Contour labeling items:
━━━━━━━━━━━━━━━━━━━━━━━━━━━━━━

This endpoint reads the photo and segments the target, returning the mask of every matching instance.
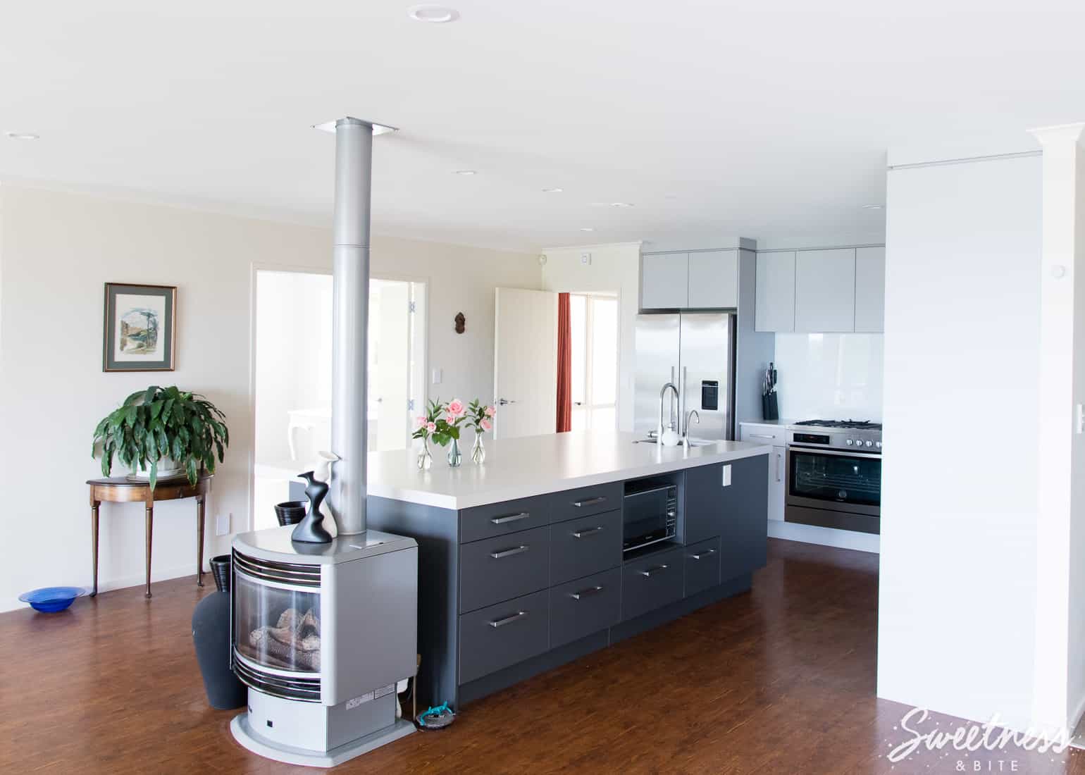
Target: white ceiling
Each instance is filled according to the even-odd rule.
[[[1072,0],[449,0],[445,25],[411,1],[7,3],[0,131],[41,139],[0,137],[0,179],[327,223],[309,126],[349,114],[401,127],[378,232],[860,243],[886,148],[1085,118]]]

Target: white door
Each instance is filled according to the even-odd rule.
[[[558,294],[498,288],[494,325],[495,439],[558,430]]]
[[[405,449],[410,378],[410,283],[381,283],[376,338],[376,448]]]

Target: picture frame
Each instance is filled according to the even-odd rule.
[[[177,285],[105,283],[102,371],[173,371]]]

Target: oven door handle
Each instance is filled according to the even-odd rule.
[[[818,447],[789,446],[789,453],[806,453],[808,455],[832,455],[834,457],[864,457],[870,460],[881,460],[881,453],[850,453],[837,449],[820,449]]]

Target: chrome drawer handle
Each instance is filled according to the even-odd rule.
[[[587,597],[588,595],[598,595],[602,590],[603,588],[601,586],[589,586],[587,589],[570,593],[569,596],[574,600],[579,600],[582,597]]]
[[[521,544],[520,546],[514,546],[511,549],[501,549],[500,551],[492,551],[489,556],[495,560],[499,560],[502,557],[512,557],[513,555],[522,555],[527,551],[529,547],[527,544]]]
[[[601,533],[602,529],[603,526],[599,525],[598,528],[588,528],[587,530],[574,530],[573,537],[583,538],[586,535],[595,535],[596,533]]]
[[[595,497],[595,498],[588,498],[587,500],[574,500],[573,501],[573,506],[575,506],[576,508],[580,509],[580,508],[584,508],[585,506],[595,506],[596,504],[601,504],[601,503],[603,503],[605,500],[607,500],[607,496],[605,495],[600,495],[600,496]]]
[[[495,630],[497,627],[503,627],[506,624],[511,624],[512,622],[519,622],[526,615],[527,611],[516,611],[511,617],[506,617],[505,619],[495,619],[493,622],[489,623],[489,626],[494,627]]]
[[[655,566],[655,568],[649,568],[647,571],[640,571],[640,575],[642,575],[642,576],[650,576],[653,573],[656,573],[659,571],[665,571],[666,569],[667,569],[667,566]]]
[[[506,524],[508,522],[516,522],[522,519],[527,519],[531,517],[529,511],[521,511],[519,514],[509,514],[508,517],[495,517],[490,520],[494,524]]]

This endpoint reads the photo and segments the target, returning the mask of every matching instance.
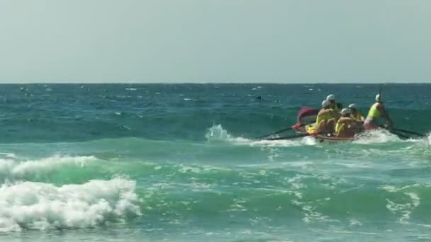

━━━━━━━━━━━━━━━━━━━━━━━━━━━━━━

Objective →
Format every line of the items above as a JSON list of strings, one string per line, leaving out blank lines and the pictures.

Response to the exercise →
[
  "This endpoint reads the photo and segments the target, returning the mask of every matching instance.",
  "Target: white ceiling",
  "Each instance is filled according to the even-odd rule.",
  "[[[1072,0],[449,0],[445,25],[411,1],[7,3],[0,131],[41,139],[0,137],[0,179],[327,223],[309,126],[349,114],[401,127],[378,232],[860,243],[886,148],[1085,118]]]",
  "Target: white door",
  "Each instance is filled according to the even-odd rule.",
  "[[[558,294],[498,288],[494,325],[495,439],[558,430]]]",
  "[[[405,449],[410,378],[410,283],[381,283],[376,338],[376,448]]]",
  "Target: picture frame",
  "Each instance is filled according to the even-odd rule.",
  "[[[177,285],[105,283],[102,371],[173,371]]]",
  "Target: oven door handle",
  "Each instance is filled according to the even-odd rule.",
  "[[[818,447],[789,446],[789,453],[806,453],[808,455],[832,455],[834,457],[864,457],[870,460],[881,460],[881,453],[850,453],[837,449],[820,449]]]",
  "Target: chrome drawer handle",
  "Each instance is filled according to the even-odd rule.",
  "[[[587,597],[588,595],[598,595],[602,590],[603,588],[601,586],[589,586],[587,589],[570,593],[569,596],[574,600],[579,600],[582,597]]]",
  "[[[521,544],[520,546],[514,546],[511,549],[501,549],[500,551],[492,551],[489,556],[495,560],[499,560],[502,557],[512,557],[513,555],[522,555],[527,551],[529,547],[527,544]]]",
  "[[[601,533],[602,529],[603,526],[599,525],[598,528],[588,528],[587,530],[574,530],[573,537],[583,538],[586,535],[595,535],[596,533]]]",
  "[[[595,497],[595,498],[588,498],[587,500],[574,500],[573,501],[573,506],[575,506],[576,508],[580,509],[580,508],[584,508],[585,506],[595,506],[596,504],[601,504],[601,503],[603,503],[605,500],[607,500],[607,496],[605,495],[600,495],[600,496]]]",
  "[[[495,630],[497,627],[503,627],[506,624],[511,624],[512,622],[519,622],[526,615],[527,611],[516,611],[511,617],[506,617],[505,619],[495,619],[493,622],[489,623],[489,626],[494,627]]]",
  "[[[655,566],[655,568],[649,568],[647,571],[640,571],[640,575],[642,575],[642,576],[650,576],[653,573],[656,573],[659,571],[665,571],[666,569],[667,569],[667,566]]]",
  "[[[506,524],[508,522],[516,522],[522,519],[527,519],[531,517],[529,511],[521,511],[519,514],[509,514],[508,517],[495,517],[490,520],[494,524]]]",
  "This endpoint reads the photo and segments the target, returning the mask of every matching instance."
]